* _Text extract_:
Taxpayer's estate requests a ruling that the reformation of the trust was a qualified reformation under Section 2055(e)(3) and that Taxpayer's estate will be entitled to a charitable estate tax deduction under Section 2055(a).

Section 2055(e)(2) disallows an estate tax charitable deduction for a trust unless the trust qualifies as a charitable remainder trust or a charitable lead trust. However, Section 2055(e)(3) states that a deduction shall be allowed with respect to any qualified reformation. Section 2055(e)(3)(B) provides that the term "qualified reformation" means a change to a governing instrument, which changes a reformable interest into a qualified interest, but only if: (1) any difference between the actuarial value prior to and after the reformation does not exceed 5% of the prior actuarial value, (2) the income interest terminates at the same time prior to and after the reformation, and (3) such changes are effective as of the date of the decedent's death. Section 2055(e)(3)(C)(ii) provides that the term reformable interest does not include any interest unless the income payments are expressed either as a specific dollar amount or a fixed percentage of the trust property. However, Section 2055(e)(3)(C)(iii)(I) provides that the above section shall not apply to any interest if a judicial proceeding is commenced to change such interest into a qualified interest not later than the 90th day after the last date for filing an estate tax return.

The Service stated that an estate tax deduction would have been allowable under Section 2055(a) for the value of the charitable interest, but for the requirements of Section 2055(e)(2). Thus, the Service stated the remainder interest in the trust was a reformable interest under Section 2055(e)(3). The Service did note that the interest passing to the Son was not expressed in terms of either a specific dollar amount or a fixed percentage as required by Section 2055(e)(3)(C)(ii). However, that requirement was not applicable, since the reformation proceeding was commenced within the time prescribed by Section 2055(e)(3)(C)(iii)(I). As a result, the Service stated that the charitable remainder interest provided for in the trust constitutes a reformable interest.

* _Records shown_:
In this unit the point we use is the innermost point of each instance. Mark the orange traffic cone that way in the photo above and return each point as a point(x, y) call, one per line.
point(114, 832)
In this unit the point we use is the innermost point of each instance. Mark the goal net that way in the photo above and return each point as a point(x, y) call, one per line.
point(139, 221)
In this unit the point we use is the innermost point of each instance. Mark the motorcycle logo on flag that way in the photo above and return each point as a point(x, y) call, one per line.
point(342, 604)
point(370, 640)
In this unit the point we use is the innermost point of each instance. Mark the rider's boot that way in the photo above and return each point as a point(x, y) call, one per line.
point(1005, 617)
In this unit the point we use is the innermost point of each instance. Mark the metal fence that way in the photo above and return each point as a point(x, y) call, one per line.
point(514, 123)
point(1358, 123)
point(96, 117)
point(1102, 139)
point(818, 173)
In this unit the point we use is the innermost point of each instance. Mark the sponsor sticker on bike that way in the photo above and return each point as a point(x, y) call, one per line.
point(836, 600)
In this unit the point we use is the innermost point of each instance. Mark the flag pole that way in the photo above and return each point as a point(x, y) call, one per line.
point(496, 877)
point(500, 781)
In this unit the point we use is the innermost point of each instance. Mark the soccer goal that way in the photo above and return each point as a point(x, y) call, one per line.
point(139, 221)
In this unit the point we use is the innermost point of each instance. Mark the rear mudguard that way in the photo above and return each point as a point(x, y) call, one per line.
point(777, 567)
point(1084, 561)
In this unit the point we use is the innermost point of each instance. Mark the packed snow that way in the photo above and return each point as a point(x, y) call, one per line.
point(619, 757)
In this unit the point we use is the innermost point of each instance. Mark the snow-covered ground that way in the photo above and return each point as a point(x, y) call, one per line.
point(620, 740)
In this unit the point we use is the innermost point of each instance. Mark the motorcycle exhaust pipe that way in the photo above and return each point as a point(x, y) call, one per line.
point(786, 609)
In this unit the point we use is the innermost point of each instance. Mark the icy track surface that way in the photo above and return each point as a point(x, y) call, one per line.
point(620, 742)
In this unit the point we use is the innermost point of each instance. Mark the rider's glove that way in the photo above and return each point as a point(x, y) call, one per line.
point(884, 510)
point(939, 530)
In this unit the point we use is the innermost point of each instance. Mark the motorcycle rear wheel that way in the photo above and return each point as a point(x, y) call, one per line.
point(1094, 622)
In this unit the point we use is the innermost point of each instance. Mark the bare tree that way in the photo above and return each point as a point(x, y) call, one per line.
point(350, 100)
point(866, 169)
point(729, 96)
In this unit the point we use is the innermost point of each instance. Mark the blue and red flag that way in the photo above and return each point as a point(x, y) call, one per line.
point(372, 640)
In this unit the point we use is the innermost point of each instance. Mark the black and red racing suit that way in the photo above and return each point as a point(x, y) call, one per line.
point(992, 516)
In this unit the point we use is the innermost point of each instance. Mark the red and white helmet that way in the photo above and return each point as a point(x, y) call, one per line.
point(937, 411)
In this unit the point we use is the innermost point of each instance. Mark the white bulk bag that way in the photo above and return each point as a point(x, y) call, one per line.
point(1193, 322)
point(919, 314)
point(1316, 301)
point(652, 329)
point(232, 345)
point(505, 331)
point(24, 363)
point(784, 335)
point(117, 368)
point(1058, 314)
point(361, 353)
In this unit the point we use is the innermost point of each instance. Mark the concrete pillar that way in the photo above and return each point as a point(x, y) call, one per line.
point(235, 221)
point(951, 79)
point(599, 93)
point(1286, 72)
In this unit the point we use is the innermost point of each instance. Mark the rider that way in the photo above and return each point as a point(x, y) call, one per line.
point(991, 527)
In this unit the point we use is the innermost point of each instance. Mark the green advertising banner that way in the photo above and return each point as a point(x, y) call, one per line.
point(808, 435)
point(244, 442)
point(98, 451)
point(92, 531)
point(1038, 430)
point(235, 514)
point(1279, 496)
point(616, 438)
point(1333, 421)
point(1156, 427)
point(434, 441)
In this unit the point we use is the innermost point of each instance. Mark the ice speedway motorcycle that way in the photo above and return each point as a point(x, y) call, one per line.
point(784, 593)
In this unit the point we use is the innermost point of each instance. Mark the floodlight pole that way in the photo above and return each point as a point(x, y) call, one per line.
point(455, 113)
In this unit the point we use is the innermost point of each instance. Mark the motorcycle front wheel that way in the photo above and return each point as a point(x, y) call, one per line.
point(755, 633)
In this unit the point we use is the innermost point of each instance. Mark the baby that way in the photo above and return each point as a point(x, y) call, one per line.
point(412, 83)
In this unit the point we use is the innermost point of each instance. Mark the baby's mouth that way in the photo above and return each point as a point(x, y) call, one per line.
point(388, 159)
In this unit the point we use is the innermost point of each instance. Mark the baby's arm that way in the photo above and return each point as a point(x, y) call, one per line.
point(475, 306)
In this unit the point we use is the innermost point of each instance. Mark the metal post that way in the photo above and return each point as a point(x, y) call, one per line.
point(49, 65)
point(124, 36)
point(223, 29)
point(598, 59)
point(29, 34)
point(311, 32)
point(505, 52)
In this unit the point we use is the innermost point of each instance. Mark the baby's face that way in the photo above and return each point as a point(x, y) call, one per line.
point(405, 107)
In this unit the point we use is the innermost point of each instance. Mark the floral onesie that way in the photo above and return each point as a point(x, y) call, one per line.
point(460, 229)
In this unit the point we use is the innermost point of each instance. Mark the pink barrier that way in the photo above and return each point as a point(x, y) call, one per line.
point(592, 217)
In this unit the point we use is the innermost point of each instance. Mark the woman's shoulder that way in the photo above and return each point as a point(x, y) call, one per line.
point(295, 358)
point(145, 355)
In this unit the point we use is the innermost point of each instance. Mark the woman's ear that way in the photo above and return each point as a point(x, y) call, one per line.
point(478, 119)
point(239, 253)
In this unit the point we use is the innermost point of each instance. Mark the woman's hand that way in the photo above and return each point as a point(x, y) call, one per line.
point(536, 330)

* _Jobs_:
1. Rewrite the entries from the line with "Mark the rear" to the line with "point(620, 740)", both included, and give only those lines, requests unchanged. Multiply each coordinate in the answers by 0.55 and round to whole numbers, with halves rounded up.
2. Proceed with the passage on the trust reformation and the charitable estate tax deduction, starting after its final sentence.

* _Responses in order_:
1.
In this unit the point we use is the innermost point of each instance. Mark the rear mudguard that way in the photo above and return each point as a point(x, y) call, one per line.
point(427, 312)
point(596, 309)
In this unit the point we use is the innermost point of each instance. Mark the packed snow that way in the photo above and return each point as a point(x, y) call, one per line.
point(340, 416)
In this unit the point we use is the innermost point of each instance. Mark the snow-covered ground that way in the photo above and return each point as a point(x, y) call, one per line.
point(341, 407)

2.
The Service then went on to hold that the reformation was a qualified reformation under Section 2055(e)(3)(B). Noting that the governing instrument of the new trust contained all the required provisions for a charitable remainder unitrust under Section 664, the Service ruled that the present value of the remainder interest would qualify for a deduction under Section 2055(a). In addition, the actuarial value of the charitable remainder as reformed would not differ by more than 5% from the actuarial value of the charitable remainder interest prior to reformation. Furthermore, the pre-reformation and post-reformation interests will terminate at the same time, which is at Son's death. Finally, the reformation was effective as of Taxpayer's date of death, which meets the third prong of Section 2055(e)(3). Thus, the Service ruled that the reformation was a qualified reformation. Therefore, an estate tax charitable deduction is allowable to the estate for the present value of the remainder interest.

Dear * * *

This is in reply to your letter of August 8, 2001, requesting a ruling that the reformation of Trust was a qualified reformation for purposes of section 2055(e)(3) of the Internal Revenue Code, and that the present value of the remainder interest in the Trust as reformed will qualify for a Federal estate tax charitable deduction under section 2055(a).

FACTS


Decedent died testate a resident of State on Date 1. Under the terms of Decedent's will executed on Date 2, as amended by codicil on Date 3, after certain specific bequests, the residue of the estate passed to Trust, a revocable inter vivos trust established by Decedent that became irrevocable on Decedent's death. Section II of the Trust agreement directs that after Decedent's death the Co- Trustees are to pay the net income from the trust corpus to Son not less frequently than quarter-annually. The Trust agreement does not give Co-Trustees the authority to invade the principal of the Trust for the benefit of Son or any other beneficiary. On the death of Son, the Trust corpus is to be divided into two equal shares. One share is to be held in Charitable Trust A. The Trustee is directed to apply the net income and corpus of Charitable Trust A exclusively for a specified charitable purpose described in section 2055(a). The other share is to be held in Charitable Trust B. The corpus and income of Charitable Trust B is to be used exclusively for another specified charitable purpose described in section 2055(a).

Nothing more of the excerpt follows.